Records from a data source
==*==

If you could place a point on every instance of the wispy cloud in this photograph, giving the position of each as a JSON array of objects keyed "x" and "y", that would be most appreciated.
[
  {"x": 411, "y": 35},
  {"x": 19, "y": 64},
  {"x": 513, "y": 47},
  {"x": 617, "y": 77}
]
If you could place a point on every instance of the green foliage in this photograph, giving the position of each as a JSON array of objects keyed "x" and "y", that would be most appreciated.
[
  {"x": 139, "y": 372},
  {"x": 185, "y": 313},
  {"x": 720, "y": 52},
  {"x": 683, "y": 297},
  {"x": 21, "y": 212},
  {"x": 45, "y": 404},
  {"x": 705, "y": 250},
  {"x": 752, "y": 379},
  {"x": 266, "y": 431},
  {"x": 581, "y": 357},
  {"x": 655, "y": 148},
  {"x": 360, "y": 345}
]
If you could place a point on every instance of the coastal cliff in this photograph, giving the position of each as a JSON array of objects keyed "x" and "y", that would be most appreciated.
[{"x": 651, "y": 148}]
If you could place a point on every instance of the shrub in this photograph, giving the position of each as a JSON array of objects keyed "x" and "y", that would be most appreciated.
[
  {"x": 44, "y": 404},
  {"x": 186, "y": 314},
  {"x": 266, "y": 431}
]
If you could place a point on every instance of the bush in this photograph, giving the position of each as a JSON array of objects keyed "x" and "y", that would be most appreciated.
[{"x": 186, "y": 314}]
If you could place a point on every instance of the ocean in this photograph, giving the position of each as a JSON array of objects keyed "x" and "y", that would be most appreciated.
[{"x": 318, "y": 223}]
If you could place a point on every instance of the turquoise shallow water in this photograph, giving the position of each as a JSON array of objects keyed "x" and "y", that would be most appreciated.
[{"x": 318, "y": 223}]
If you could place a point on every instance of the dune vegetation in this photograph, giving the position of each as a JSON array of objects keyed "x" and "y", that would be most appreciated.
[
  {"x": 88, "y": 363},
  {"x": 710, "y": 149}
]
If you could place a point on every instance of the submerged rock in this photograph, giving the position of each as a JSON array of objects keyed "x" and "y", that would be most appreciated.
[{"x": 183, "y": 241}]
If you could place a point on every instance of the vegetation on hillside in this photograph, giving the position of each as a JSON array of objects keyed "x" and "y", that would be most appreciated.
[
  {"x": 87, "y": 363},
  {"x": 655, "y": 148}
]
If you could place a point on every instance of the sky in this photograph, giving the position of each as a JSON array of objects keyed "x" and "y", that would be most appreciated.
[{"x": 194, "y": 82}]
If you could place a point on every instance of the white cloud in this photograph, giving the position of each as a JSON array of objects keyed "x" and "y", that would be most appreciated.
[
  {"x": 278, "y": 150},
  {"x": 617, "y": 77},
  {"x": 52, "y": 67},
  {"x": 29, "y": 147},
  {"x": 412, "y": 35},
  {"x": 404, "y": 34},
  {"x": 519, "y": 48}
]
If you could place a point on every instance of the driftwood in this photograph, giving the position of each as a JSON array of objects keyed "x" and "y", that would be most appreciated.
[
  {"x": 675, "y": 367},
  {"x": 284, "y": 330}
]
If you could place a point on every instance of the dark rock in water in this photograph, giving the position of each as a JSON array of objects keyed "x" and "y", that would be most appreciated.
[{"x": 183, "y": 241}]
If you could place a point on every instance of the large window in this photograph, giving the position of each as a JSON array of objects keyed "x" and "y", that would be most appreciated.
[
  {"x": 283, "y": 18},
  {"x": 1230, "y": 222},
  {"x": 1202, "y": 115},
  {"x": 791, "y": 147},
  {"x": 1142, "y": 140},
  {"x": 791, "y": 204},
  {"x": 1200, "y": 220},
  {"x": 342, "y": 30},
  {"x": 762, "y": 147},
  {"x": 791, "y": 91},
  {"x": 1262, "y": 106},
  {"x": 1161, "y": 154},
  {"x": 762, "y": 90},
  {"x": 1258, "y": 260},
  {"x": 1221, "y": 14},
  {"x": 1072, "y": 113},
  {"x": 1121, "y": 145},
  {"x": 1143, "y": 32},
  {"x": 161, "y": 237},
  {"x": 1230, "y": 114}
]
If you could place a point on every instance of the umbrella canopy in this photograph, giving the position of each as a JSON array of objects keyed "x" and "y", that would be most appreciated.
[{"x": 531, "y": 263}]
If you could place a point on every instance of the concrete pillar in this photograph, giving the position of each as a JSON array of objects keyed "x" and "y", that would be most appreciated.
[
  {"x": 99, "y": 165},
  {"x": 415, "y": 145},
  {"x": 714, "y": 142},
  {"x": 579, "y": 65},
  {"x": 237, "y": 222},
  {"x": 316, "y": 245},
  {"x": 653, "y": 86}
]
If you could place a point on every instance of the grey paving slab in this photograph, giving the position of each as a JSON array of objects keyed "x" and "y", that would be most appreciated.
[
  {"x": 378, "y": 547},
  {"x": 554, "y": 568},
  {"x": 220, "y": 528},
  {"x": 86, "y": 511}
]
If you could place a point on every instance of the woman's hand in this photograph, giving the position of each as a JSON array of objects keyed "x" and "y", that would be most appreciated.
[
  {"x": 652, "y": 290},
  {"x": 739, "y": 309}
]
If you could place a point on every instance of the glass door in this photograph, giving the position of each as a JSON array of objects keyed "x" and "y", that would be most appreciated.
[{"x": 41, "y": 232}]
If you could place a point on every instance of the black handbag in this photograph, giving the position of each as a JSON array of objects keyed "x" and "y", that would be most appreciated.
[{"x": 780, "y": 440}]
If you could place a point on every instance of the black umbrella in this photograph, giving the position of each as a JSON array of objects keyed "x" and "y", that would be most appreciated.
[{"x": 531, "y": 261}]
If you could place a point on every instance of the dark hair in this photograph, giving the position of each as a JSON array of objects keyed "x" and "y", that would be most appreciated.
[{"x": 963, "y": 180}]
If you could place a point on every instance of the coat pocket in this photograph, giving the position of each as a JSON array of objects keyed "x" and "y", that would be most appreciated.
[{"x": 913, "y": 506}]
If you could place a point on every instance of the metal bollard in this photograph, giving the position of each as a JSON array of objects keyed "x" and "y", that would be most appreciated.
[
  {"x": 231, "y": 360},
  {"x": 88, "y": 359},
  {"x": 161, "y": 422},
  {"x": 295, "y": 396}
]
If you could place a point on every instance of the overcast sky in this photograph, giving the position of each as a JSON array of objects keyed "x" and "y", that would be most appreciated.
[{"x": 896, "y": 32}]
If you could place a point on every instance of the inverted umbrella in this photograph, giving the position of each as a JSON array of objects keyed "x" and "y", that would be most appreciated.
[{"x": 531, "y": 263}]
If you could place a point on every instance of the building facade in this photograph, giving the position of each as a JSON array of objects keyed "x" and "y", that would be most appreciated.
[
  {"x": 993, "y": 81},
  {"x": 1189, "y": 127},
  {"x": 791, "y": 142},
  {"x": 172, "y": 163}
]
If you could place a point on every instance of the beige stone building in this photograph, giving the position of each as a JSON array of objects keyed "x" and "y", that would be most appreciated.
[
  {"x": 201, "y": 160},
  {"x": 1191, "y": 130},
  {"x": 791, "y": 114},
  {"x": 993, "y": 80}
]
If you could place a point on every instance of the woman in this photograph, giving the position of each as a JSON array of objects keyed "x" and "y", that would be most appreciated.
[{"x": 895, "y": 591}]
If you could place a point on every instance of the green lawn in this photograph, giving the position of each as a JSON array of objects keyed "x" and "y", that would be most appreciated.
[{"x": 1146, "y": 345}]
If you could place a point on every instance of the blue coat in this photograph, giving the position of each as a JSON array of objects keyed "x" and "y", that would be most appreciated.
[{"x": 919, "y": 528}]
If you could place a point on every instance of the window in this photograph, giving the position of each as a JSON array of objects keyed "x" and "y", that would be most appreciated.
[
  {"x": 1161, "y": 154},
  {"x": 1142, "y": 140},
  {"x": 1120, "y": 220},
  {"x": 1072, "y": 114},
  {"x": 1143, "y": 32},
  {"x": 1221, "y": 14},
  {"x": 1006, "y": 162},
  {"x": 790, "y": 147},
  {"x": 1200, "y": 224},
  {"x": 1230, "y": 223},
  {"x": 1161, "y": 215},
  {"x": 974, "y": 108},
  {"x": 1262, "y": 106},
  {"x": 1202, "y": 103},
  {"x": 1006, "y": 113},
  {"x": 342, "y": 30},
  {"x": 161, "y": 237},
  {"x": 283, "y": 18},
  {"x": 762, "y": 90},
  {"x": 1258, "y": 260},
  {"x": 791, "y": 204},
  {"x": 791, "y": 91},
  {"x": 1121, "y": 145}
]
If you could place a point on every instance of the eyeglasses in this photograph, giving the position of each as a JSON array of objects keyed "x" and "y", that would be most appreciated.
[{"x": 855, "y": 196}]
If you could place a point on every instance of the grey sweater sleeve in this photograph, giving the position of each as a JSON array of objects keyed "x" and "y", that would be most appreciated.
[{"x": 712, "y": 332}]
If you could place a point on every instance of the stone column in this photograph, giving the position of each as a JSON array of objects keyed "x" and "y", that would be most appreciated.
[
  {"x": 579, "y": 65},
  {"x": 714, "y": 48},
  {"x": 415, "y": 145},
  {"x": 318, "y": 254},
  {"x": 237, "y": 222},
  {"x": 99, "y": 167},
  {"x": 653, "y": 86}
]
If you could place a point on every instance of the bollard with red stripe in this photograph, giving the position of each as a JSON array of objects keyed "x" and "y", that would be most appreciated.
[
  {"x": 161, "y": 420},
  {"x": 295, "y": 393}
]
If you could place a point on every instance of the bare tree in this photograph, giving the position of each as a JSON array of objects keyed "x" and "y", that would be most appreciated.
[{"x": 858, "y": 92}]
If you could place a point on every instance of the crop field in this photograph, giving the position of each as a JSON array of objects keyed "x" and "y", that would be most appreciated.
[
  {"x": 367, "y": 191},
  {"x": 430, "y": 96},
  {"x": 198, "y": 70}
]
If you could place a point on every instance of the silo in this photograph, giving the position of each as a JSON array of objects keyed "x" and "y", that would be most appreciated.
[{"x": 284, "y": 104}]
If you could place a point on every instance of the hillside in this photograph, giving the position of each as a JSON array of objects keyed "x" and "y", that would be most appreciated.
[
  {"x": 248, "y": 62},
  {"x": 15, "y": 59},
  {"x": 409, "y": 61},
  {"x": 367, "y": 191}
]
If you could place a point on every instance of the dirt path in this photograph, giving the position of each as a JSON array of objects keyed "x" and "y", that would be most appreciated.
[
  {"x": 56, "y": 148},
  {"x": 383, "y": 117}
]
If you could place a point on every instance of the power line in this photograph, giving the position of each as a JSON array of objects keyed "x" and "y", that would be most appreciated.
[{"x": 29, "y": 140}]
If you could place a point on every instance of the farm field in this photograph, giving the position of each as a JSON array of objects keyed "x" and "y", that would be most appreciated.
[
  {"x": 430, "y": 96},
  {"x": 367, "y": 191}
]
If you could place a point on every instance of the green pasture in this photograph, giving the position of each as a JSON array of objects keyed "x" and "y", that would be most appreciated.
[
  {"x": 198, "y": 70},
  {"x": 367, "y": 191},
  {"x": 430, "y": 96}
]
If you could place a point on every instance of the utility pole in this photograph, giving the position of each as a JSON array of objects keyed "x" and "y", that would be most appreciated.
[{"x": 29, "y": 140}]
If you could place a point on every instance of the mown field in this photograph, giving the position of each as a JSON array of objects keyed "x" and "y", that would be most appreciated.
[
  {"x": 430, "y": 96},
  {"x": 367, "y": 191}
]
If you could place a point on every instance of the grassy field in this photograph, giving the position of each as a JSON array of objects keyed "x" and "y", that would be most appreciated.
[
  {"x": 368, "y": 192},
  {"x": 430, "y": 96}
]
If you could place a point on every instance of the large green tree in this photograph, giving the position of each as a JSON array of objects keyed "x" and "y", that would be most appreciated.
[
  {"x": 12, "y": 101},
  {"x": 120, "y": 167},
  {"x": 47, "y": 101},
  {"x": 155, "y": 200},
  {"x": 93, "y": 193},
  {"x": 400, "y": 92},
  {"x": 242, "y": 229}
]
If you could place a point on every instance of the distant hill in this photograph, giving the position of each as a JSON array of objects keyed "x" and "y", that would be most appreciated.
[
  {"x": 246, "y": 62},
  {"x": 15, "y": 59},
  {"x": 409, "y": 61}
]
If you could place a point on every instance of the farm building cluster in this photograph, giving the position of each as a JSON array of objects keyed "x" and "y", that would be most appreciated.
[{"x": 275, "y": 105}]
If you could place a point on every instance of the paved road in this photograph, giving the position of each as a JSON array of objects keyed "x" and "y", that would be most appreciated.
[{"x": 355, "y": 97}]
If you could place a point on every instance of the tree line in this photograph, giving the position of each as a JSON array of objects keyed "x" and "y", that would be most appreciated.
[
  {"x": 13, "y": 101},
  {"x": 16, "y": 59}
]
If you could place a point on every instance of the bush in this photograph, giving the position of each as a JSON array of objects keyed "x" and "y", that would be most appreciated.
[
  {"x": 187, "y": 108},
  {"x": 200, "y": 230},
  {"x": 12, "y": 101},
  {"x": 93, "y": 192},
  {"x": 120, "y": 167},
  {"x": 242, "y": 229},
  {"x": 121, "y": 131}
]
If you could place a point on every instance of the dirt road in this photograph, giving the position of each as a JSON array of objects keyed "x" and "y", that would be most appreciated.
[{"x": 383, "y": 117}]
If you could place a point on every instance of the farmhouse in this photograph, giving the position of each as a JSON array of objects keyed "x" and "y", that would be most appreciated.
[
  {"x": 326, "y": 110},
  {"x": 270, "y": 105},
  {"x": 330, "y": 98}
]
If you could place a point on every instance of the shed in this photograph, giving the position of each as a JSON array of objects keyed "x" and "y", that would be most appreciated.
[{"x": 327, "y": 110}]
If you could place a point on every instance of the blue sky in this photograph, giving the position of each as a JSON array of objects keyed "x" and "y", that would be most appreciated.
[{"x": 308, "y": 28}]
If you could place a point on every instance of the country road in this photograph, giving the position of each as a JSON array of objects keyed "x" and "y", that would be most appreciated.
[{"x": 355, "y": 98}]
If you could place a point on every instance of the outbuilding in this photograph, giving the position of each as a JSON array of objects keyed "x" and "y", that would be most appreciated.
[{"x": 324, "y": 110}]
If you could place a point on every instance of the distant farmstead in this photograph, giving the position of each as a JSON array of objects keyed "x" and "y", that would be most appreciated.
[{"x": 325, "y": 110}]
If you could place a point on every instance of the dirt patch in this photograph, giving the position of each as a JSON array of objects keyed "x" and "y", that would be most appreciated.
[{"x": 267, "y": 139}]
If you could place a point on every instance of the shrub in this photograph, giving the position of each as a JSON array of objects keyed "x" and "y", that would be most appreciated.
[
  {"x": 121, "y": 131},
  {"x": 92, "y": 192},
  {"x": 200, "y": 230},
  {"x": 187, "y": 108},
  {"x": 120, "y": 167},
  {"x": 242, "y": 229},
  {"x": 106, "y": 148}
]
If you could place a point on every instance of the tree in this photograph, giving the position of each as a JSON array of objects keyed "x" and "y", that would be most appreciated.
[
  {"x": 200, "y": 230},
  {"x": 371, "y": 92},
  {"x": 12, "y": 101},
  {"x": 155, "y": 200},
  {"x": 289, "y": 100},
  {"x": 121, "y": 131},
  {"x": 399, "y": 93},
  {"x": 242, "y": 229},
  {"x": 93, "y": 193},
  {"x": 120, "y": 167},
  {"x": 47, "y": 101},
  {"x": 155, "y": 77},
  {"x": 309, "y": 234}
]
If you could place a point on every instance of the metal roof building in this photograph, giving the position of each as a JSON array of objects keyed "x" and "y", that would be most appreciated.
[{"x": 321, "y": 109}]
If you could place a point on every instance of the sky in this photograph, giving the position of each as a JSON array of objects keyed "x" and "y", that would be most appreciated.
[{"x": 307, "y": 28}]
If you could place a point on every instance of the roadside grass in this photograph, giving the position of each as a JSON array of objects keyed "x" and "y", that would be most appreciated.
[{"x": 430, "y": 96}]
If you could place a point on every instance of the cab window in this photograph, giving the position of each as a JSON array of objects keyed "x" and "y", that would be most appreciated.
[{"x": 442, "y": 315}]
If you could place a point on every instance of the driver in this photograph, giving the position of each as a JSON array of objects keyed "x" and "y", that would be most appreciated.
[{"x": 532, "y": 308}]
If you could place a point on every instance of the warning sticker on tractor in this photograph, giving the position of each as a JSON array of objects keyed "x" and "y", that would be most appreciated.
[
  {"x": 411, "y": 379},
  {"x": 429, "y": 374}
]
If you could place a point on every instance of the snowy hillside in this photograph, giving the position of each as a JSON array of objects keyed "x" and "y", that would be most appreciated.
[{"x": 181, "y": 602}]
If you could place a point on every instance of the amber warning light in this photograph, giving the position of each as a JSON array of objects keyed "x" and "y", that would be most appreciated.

==*==

**Aim of the exercise**
Reproduce word for word the material starting at the line that contains "of the warning" and ending at the last line of the material, both included.

**Correct output**
If you could place a point on every instance of the warning sticker on tractor in this photograph, giving the position of each as a JSON array of objects keyed "x" and "y", that would be most appreciated.
[
  {"x": 411, "y": 379},
  {"x": 429, "y": 374}
]
If you could place a point on every instance of the snowy hillside in this photograph, giving the position of each as a JSON array of objects keyed "x" and "y", that would be most appreciated.
[{"x": 181, "y": 602}]
If you could place a point on every instance of the amber warning light in this photograph, giving the position of each as a JSON array of objects keyed "x" and "y", that would be most appreciated.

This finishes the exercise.